Locate the line that contains "Objective — one point on each instance of the white window", then copy it and all later lines of the data below exactly, through the last one.

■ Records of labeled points
::::::
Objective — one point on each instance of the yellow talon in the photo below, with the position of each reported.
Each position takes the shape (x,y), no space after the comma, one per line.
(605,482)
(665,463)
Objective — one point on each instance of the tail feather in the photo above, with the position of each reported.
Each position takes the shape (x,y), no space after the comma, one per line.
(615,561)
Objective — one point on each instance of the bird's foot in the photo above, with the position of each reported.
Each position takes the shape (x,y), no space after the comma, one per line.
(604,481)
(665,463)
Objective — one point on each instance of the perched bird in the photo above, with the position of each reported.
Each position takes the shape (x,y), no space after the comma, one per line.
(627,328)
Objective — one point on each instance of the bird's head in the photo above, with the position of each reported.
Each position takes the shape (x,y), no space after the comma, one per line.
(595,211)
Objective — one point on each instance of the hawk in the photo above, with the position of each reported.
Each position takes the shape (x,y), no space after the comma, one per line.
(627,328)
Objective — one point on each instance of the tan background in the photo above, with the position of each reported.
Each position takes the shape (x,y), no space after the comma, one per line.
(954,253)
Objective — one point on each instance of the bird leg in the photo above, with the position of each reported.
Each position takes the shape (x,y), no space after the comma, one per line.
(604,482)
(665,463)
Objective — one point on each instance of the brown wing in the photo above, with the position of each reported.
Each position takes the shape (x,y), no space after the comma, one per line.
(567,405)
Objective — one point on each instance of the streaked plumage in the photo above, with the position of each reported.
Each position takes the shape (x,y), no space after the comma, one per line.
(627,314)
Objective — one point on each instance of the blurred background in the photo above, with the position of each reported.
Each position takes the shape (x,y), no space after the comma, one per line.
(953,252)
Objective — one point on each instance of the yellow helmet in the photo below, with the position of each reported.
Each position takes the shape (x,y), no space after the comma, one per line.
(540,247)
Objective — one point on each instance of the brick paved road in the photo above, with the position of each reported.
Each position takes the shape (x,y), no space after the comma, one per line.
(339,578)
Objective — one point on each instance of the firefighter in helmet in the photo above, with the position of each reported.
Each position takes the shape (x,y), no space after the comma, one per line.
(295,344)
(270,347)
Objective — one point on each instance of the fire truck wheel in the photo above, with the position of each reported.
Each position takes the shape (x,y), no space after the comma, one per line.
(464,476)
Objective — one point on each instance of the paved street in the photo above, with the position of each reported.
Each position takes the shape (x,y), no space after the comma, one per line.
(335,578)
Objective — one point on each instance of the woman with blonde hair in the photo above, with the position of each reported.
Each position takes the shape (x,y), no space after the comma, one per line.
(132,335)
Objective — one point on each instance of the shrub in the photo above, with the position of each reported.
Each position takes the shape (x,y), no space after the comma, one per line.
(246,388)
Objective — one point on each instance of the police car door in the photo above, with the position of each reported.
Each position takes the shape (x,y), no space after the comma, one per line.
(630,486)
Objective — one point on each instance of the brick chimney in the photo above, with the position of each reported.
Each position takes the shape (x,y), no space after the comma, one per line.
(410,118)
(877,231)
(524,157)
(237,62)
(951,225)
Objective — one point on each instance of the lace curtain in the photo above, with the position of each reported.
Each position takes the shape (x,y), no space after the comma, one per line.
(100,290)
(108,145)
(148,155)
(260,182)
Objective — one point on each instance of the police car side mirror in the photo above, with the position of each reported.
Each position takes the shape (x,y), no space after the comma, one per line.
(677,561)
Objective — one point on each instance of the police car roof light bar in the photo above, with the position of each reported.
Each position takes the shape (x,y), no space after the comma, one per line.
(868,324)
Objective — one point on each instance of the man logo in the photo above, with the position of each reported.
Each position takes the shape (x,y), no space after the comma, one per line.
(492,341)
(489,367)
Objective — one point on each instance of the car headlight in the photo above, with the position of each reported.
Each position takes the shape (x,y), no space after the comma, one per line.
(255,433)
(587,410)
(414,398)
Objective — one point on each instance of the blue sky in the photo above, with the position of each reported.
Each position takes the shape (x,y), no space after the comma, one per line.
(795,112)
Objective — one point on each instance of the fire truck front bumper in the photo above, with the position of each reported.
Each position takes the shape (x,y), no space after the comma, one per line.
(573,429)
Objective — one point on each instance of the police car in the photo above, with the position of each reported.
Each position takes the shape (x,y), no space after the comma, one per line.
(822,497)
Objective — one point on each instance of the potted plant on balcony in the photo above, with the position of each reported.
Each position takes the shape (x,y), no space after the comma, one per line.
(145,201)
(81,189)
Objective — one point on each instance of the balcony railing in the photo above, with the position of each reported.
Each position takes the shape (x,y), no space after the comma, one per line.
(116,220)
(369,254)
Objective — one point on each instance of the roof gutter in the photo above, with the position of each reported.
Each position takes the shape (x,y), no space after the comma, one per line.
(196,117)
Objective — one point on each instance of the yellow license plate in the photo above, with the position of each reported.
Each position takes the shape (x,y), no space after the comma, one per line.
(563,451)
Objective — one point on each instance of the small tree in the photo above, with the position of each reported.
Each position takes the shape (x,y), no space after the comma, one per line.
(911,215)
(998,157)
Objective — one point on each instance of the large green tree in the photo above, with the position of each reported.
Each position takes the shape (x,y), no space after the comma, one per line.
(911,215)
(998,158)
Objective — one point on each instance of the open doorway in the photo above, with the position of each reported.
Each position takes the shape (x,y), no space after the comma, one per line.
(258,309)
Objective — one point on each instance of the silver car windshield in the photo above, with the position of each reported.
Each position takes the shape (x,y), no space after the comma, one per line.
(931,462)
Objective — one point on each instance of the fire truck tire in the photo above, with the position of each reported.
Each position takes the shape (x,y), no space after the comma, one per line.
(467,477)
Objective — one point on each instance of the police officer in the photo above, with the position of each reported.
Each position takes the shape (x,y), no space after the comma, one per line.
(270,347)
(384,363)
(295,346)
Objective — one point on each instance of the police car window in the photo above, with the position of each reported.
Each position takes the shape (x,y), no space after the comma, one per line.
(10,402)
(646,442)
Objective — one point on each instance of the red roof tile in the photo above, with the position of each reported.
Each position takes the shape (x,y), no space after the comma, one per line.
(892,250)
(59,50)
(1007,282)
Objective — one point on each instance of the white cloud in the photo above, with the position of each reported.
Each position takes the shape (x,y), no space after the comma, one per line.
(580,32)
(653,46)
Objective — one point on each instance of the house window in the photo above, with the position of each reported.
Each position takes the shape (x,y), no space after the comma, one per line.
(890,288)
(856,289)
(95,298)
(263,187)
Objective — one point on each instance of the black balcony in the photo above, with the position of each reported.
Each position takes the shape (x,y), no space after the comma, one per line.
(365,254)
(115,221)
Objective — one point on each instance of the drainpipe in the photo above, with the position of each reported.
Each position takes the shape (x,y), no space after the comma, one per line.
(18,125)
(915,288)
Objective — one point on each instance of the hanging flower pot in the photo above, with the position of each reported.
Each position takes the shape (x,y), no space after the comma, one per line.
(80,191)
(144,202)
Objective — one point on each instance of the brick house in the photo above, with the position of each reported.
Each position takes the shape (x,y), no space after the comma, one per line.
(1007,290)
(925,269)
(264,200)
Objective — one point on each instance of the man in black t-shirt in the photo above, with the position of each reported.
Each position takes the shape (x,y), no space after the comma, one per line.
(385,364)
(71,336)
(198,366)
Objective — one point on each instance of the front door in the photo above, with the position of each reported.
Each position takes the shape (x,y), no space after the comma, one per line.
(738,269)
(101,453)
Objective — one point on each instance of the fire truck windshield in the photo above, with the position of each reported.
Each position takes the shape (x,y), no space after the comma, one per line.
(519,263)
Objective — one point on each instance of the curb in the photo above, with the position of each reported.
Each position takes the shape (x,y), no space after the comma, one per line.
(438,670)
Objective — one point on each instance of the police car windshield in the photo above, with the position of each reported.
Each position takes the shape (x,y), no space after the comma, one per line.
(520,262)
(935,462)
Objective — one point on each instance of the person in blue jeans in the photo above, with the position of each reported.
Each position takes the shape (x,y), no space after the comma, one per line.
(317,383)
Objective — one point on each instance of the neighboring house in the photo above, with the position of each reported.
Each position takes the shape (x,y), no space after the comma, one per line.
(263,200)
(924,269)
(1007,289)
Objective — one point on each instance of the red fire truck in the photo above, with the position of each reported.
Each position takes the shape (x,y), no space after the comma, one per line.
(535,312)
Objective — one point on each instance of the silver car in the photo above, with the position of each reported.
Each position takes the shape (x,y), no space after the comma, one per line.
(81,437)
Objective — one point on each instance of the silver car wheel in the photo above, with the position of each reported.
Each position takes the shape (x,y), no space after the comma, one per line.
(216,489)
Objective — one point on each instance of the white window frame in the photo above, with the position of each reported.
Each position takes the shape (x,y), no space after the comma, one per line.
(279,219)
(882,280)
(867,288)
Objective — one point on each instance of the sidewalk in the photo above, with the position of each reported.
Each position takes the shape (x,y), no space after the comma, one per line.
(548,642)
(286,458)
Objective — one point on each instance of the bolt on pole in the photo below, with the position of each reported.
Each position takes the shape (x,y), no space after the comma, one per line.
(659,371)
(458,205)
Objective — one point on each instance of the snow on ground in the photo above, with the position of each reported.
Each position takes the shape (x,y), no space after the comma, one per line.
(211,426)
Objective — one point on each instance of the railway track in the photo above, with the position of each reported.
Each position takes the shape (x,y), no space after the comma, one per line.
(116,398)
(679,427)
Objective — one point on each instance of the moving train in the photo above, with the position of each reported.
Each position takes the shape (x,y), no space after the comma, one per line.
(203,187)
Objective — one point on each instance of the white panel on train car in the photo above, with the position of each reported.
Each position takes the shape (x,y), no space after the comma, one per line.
::::::
■ The response
Objective — one point on each instance of the white window frame in the photo above, with the position of each reported.
Each position takes the shape (x,y), no space after the comma, one per line.
(279,219)
(882,280)
(867,288)
Objective — one point on each instance of the sidewalk in the photo above, with the position of each reported.
Each position takes the shape (x,y), no space after the comma, one per line.
(548,642)
(286,458)
Objective — one point on each instance of the bolt on pole in the photo below, with the position of each reported.
Each position takes the shape (x,y), no space after the comma, one per line.
(659,371)
(458,205)
Objective — one point on each instance of the snow on ground in the photo above, with the position of each reported.
Each position takes the shape (x,y), no space after the comma, one per line.
(211,426)
Objective — one point on each instance of the railway track in the photo above, with the position of each reported.
Each position takes the shape (x,y), no space after the comma, one per line.
(116,398)
(679,427)
Objective — one point on each instance of the moving train in the photo above, with the position of each reported.
Each position takes the shape (x,y), no space after the comma, one per line.
(203,187)
Objective — one point on each instance of the white panel on train car in the photo above, with the position of each reported.
Each position takes the shape (x,y), no space after the comma, one per line.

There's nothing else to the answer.